What you will do: Once the records below have been read, copy them all out exactly.

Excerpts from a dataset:
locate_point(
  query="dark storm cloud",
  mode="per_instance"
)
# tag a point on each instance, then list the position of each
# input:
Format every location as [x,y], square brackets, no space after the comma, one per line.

Your solution:
locate_point(
  query="dark storm cloud",
  mode="per_instance"
)
# tag a point on each instance, then list the position of each
# input:
Format every location as [x,y], square brackets, no space after the comma, one per line.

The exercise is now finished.